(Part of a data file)
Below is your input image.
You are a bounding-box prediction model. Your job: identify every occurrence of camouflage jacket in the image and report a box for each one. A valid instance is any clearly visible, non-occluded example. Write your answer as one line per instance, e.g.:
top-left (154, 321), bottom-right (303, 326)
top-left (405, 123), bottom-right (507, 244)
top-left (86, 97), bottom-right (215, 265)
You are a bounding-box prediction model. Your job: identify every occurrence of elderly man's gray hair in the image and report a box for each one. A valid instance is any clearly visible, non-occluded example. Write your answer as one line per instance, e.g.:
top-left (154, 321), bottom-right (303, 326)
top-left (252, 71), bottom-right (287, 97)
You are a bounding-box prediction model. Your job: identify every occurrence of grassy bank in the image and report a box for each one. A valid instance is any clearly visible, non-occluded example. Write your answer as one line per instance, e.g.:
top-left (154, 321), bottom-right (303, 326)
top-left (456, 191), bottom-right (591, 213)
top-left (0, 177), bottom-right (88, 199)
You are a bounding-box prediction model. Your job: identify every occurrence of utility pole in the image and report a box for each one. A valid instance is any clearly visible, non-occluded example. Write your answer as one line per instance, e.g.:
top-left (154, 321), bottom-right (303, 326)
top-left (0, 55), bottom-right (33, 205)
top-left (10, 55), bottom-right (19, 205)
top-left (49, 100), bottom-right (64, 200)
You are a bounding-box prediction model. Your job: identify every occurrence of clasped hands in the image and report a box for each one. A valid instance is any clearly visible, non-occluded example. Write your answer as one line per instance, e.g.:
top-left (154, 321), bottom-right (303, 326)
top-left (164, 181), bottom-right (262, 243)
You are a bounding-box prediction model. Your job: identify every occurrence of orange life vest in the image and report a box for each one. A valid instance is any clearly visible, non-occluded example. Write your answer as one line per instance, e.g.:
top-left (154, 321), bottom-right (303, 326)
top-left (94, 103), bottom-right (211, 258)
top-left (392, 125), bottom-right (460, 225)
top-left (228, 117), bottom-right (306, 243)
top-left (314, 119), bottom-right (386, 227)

● **Set exercise**: Reproduce the data from the start through the line containing "top-left (86, 97), bottom-right (215, 265)", keeping the requests as they are but multiplying every box coordinate in the answers by 1.3 and rounding to whole numbers, with halves rounded up. Both ends are included.

● **In response**:
Below is your input image.
You are a bounding-box prediction model. Your job: identify every occurrence of camouflage jacket in the image and report a box for each one. A valid instance is any clearly visible, non-occluded example. Write your answer as one line per instance, e.g.:
top-left (154, 321), bottom-right (303, 326)
top-left (527, 160), bottom-right (659, 317)
top-left (112, 126), bottom-right (280, 345)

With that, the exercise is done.